Return all of the data below as a JSON array of strings, with one string per line. Skip blank lines and leave out the pictures.
=== EXERCISE INPUT ===
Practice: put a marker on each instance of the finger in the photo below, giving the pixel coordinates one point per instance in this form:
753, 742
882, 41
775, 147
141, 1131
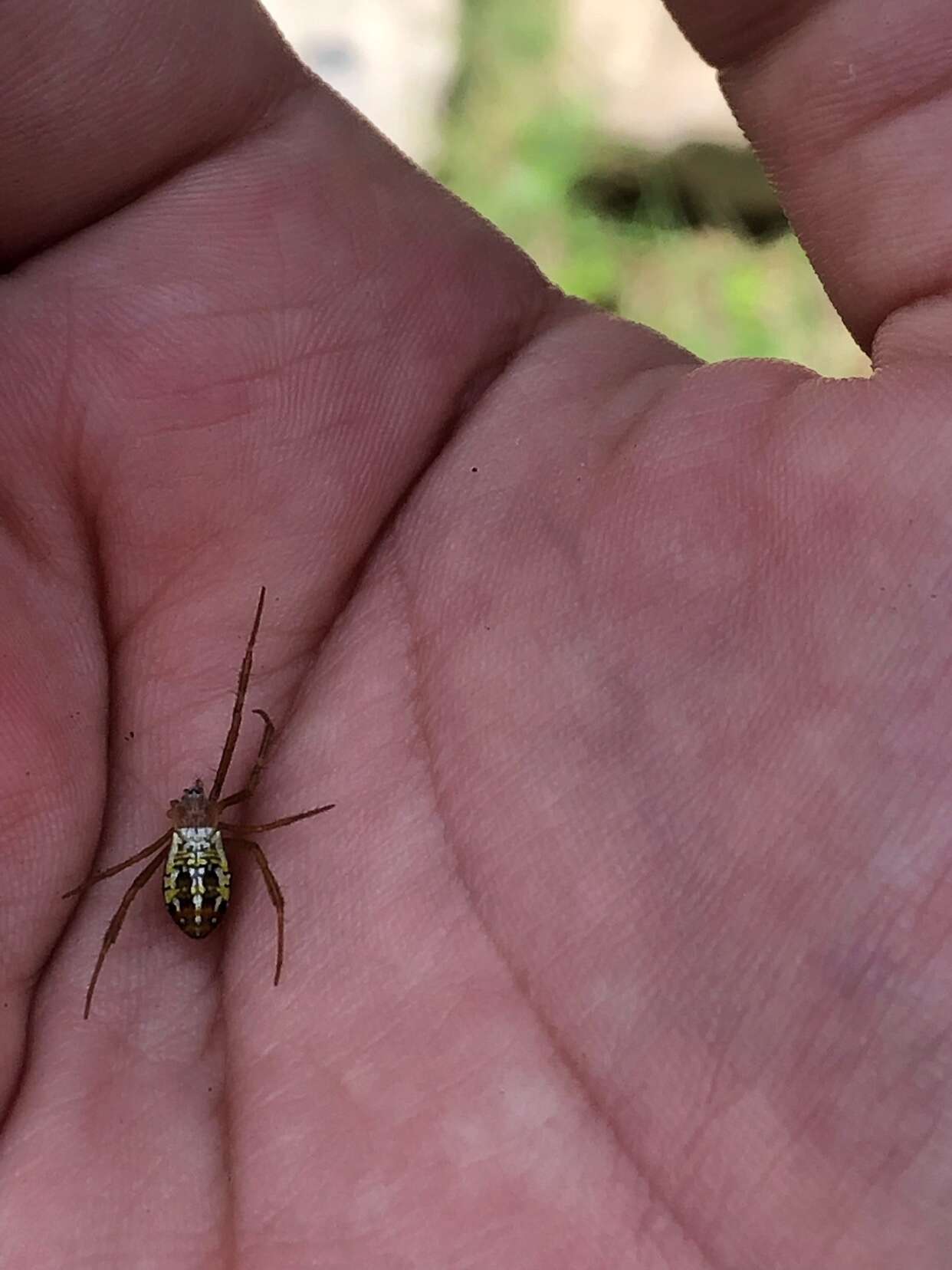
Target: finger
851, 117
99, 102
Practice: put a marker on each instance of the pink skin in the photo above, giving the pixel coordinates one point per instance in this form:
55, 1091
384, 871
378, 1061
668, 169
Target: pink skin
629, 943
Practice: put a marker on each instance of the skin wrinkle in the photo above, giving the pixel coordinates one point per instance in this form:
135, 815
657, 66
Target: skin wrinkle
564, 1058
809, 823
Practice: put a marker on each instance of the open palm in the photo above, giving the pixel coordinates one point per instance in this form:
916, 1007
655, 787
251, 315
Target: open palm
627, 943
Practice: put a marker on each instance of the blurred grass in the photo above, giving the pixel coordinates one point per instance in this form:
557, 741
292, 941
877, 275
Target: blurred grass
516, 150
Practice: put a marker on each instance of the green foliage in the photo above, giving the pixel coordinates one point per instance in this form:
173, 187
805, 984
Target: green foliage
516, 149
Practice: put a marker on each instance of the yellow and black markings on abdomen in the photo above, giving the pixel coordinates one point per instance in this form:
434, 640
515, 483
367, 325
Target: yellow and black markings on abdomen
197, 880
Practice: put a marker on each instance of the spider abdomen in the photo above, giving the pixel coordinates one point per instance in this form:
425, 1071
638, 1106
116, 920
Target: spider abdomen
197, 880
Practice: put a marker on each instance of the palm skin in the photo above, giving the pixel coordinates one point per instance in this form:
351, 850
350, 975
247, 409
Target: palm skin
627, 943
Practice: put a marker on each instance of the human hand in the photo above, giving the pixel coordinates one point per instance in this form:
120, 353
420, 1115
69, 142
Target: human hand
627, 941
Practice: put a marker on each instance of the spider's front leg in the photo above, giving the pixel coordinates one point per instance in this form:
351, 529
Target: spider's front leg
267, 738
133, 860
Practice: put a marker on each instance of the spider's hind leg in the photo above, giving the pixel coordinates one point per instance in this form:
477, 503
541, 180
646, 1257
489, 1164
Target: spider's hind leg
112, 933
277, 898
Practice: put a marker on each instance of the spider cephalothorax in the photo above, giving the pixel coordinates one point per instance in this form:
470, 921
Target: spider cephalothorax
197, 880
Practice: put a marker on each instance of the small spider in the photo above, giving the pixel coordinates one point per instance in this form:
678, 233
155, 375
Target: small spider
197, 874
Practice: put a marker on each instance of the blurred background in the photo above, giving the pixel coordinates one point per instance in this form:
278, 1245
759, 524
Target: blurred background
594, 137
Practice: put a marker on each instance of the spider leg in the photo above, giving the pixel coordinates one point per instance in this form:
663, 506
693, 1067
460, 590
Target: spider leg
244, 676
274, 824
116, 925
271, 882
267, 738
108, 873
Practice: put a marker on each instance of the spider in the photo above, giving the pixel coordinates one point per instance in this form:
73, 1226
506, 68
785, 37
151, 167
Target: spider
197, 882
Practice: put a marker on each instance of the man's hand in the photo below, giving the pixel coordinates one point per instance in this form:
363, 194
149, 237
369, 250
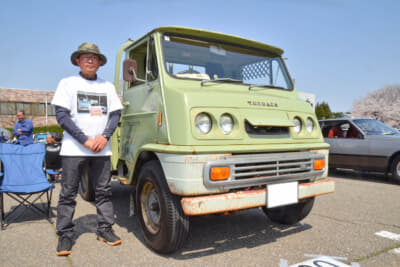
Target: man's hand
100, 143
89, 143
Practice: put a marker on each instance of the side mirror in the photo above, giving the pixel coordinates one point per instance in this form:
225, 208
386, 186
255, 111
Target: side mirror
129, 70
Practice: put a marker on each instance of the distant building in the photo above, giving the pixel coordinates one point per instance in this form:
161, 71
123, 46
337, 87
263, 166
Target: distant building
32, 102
===
EXERCISE ANSWER:
[
  "Practice: put a marker on each instance of the finger in the photo below, giving the pixel coordinates one point per instance in this form:",
  "753, 742",
  "882, 41",
  "775, 147",
  "141, 1131",
  "Target: finger",
  "851, 117",
  "99, 102",
  "Practice: put a marker on each instance of the pink skin in the photo above, giving the pixel coordinates one point per instance in this form:",
  "55, 1091",
  "384, 871",
  "378, 1061",
  "668, 169",
  "Target: pink skin",
  "629, 943",
  "Practice: put a marker on each instance of the skin wrinkle in the photo above, giving the pixel coordinates one point per instance in this form:",
  "135, 815",
  "657, 66",
  "Target: skin wrinkle",
  "564, 1058",
  "809, 823",
  "Practice: put a marker on each instance of the open palm in the photo above, giving the pixel coordinates one point per instance in this form:",
  "916, 1007",
  "655, 787",
  "251, 315",
  "Target: open palm",
  "627, 943",
  "Practice: put a marker on each instance of the blurred grass in the photo above, giving the pixel coordinates one point per instance in this form:",
  "557, 741",
  "292, 941",
  "877, 275",
  "Target: blurred grass",
  "516, 150",
  "Practice: put a marker on each instance of the green foliage in the photo above, giving the pixel coordinates one point per instance in this form:",
  "173, 187",
  "805, 984",
  "Target: green foliage",
  "516, 149",
  "Practice: put a marker on each instance of the yellow and black markings on abdomen in the photo above, giving the pixel coordinates one point per instance in this form:",
  "434, 640",
  "515, 483",
  "367, 325",
  "Target: yellow and black markings on abdomen",
  "197, 880",
  "Practice: put a marker on each instance of the spider abdomen in the photo above, giving the pixel coordinates one point per instance in this form:",
  "425, 1071",
  "638, 1106",
  "116, 920",
  "Target: spider abdomen",
  "197, 880",
  "Practice: put a marker on each instance of the palm skin in the photo above, giving the pixel coordinates one point per instance in this form:",
  "351, 850",
  "350, 975",
  "247, 409",
  "Target: palm skin",
  "627, 943",
  "Practice: put a marker on each instance of the human hand in the photo above, giving the pixel coordinates one point per instance in this form:",
  "120, 353",
  "420, 1115",
  "69, 142",
  "Target: human hand",
  "627, 941",
  "Practice: put a marker on each instance of the spider's front leg in the photo above, giving the pixel coordinates one point per instance in this form:",
  "351, 529",
  "Target: spider's front leg",
  "267, 738",
  "133, 860",
  "Practice: put a marker on each instance of the spider's hind leg in the photo above, giving the pixel coordinates one point per instance in this form:",
  "477, 503",
  "541, 180",
  "646, 1257",
  "489, 1164",
  "Target: spider's hind leg",
  "112, 933",
  "277, 898",
  "Practice: put a marker on each instance of the spider cephalothorax in the photo above, giving the pixel coordinates one point per instance in this form:",
  "470, 921",
  "Target: spider cephalothorax",
  "197, 880",
  "Practice: put a marker on each instance of the small spider in the photo above, giving the pixel coordinates one point per instance in this form:",
  "678, 233",
  "155, 375",
  "Target: small spider",
  "197, 874",
  "Practice: put a marker on each instance of the blurred background in the photo above, giving the pixel coordinates one point per instance in this form:",
  "278, 1245",
  "759, 524",
  "Target: blurred background",
  "594, 137",
  "Practice: put a marker on each instance of the spider leg in the photo above, giving the pixel coordinates one point per instance in this form:",
  "663, 506",
  "693, 1067",
  "460, 590",
  "Target: spider leg",
  "244, 676",
  "274, 824",
  "116, 925",
  "271, 882",
  "267, 738",
  "108, 873",
  "Practice: put a marker on each instance of the spider in the photo above, giving the pixel coordinates one point per instance in this form:",
  "73, 1226",
  "506, 68",
  "785, 37",
  "151, 167",
  "Target: spider",
  "197, 882",
  "Practice: put a marker on each instance of the man's hand in the photo below, giving the pixel coordinates one point per instance in this form:",
  "363, 194",
  "149, 237",
  "369, 250",
  "Target: man's hand",
  "100, 143",
  "89, 143",
  "Practice: put a marker on each instance of the side mirror in the photo above, giving the pixel coordinates one point per instance in this form:",
  "225, 208",
  "386, 186",
  "255, 111",
  "Target: side mirror",
  "129, 70",
  "Practice: put a marker on each instance of the distant building in the photo above, giving the pixel coordinates one point per instance in this form:",
  "161, 71",
  "123, 46",
  "337, 87",
  "263, 166",
  "Target: distant building",
  "32, 102"
]